• _TASK DETAILS_:
In the segment function reference page, what unit are the flim frequency limits given in?

• _PAGE TEXT_:
Skip to contents

Segments audio recordings into syllables using dynamic thresholding of spectrograms.

Usage

segment(x, ...)

# Default S3 method
segment(
  x,
  start_time = NULL,
  end_time = NULL,
  wl = 256,
  ovlp = 80,
  fftw = TRUE,
  flim = c(1, 10),
  silence_threshold = 0.05,
  min_syllable_ms = 50,
  max_syllable_ms = 200,
  min_level_db = 0,
  max_level_db = 40,
  db_delta = 5,
  search_direction = c("up", "down"),
  verbose = TRUE,
  plot = TRUE,
  smooth = FALSE,
  save_plot = FALSE,
  plot_dir = NULL,
  ...
)

# S3 method for class 'Sap'
segment(
  x,
  day = NULL,
  indices = NULL,
  segment_type = c("bouts", "motifs"),
  cores = NULL,
  save_plot = FALSE,
  plot_percent = 10,
  wl = 256,
  ovlp = 80,
  fftw = TRUE,
  flim = c(1, 10),
  silence_threshold = 0.05,
  min_syllable_ms = 50,
  max_syllable_ms = 200,
  min_level_db = 0,
  max_level_db = 40,
  db_delta = 5,
  search_direction = c("up", "down"),
  verbose = TRUE,
  ...
)

Arguments

x

An object to segment, either a file path or SAP object

...

Additional arguments passed to specific methods

start_time

Start time in seconds

end_time

End time in seconds

wl

Window length for spectrogram (default: 256)

ovlp

Overlap percentage (0-100) (default: 80)

fftw

Logical, use FFTW or not (default: TRUE)

flim

Frequency limits in kHz (default: c(1, 10))

silence_threshold

Threshold for silence detection (0-1) (default: 0.05)

min_syllable_ms

Minimum syllable length in milliseconds (default: 50)

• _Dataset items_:
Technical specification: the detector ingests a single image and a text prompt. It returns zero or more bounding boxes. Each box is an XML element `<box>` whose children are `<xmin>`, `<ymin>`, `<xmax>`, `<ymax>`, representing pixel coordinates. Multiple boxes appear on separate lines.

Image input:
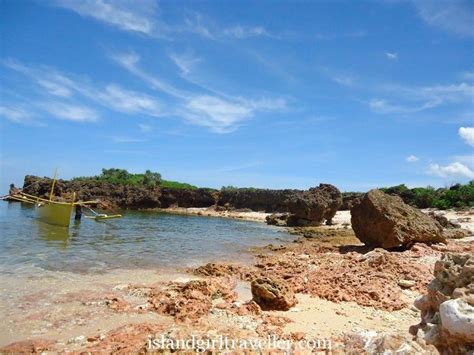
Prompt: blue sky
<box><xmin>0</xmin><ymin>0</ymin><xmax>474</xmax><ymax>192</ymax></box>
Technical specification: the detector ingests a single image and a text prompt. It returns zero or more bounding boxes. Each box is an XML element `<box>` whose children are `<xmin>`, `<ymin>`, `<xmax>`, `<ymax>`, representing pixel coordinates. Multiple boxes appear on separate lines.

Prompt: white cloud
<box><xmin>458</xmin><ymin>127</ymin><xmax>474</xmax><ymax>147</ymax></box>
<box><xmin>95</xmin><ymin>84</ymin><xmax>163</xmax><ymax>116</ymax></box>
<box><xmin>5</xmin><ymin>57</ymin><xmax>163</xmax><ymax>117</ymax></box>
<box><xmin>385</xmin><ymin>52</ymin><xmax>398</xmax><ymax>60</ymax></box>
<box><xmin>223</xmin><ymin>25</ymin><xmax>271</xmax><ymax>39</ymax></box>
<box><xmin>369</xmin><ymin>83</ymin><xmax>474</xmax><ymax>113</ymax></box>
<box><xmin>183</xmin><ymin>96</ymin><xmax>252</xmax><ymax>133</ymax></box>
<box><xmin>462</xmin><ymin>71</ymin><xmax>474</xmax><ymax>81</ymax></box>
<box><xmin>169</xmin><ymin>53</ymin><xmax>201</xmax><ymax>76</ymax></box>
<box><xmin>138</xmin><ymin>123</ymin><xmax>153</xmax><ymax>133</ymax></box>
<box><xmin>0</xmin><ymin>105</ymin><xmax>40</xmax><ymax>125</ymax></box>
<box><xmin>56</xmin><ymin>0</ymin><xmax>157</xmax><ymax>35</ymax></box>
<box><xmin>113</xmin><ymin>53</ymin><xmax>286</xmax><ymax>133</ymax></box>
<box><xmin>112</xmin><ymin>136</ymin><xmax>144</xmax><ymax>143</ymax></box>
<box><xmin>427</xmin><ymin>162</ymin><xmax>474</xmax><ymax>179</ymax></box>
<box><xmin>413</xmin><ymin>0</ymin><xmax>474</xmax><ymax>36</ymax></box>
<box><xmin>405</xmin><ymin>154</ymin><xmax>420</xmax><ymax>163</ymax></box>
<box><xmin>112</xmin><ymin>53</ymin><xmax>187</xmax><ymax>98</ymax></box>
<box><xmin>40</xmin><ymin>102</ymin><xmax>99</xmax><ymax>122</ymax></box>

--

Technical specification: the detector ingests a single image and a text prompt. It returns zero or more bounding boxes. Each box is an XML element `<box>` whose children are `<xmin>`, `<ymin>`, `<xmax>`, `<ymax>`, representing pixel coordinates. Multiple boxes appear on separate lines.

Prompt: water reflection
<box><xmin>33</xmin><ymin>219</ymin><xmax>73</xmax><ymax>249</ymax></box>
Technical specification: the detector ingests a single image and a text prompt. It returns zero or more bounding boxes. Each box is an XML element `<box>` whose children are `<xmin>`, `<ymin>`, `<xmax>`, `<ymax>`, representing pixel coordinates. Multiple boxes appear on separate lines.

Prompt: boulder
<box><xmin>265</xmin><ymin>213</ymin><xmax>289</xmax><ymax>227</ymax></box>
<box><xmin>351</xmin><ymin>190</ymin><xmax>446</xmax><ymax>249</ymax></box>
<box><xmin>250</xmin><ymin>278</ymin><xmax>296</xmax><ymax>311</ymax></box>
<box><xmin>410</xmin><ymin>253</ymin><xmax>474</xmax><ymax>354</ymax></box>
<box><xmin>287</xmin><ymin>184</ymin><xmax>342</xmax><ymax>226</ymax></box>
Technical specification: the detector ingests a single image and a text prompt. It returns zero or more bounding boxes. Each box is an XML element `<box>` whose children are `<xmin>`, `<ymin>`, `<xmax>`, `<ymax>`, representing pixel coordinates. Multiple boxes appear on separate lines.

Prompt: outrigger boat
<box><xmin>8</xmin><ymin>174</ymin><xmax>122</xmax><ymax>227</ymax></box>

• _SOLUTION BELOW_:
Kilohertz (kHz).